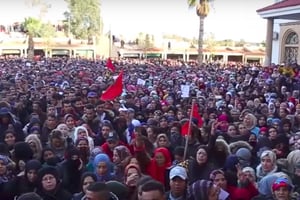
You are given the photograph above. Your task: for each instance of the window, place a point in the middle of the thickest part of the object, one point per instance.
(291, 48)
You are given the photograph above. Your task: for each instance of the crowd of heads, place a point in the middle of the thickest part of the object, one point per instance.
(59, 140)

+ + + + +

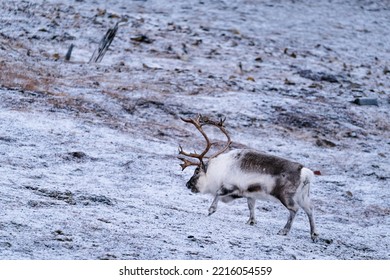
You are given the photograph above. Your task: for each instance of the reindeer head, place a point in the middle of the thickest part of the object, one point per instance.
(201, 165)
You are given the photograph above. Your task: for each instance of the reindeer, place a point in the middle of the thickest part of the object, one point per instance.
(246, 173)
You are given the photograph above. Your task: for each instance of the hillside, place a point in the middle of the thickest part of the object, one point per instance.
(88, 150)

+ + + + +

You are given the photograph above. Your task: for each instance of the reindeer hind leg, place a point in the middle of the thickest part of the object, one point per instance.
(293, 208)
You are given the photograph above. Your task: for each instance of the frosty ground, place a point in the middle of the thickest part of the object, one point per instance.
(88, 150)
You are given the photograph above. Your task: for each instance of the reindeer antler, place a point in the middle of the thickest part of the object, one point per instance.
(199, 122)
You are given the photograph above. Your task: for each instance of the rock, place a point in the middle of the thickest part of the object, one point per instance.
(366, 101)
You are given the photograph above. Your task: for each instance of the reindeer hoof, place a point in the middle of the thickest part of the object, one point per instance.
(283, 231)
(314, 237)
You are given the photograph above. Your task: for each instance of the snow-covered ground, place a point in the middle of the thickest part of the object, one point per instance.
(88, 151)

+ + + + +

→ YOUR TASK: Which lines in the records above contain the word "ground"? Pick out each of them and copy it in full.

→ RESPONSE FOR THIS EXERCISE:
You are given the photograph above. Your task: for each instance of the frosty ground, place a point in the middle of the thickest part of the object, one point per instance.
You are given the photograph above. Your task: for each instance of the snow-covered ground, place a point in the middle of the thickest part of the object, one point per instance.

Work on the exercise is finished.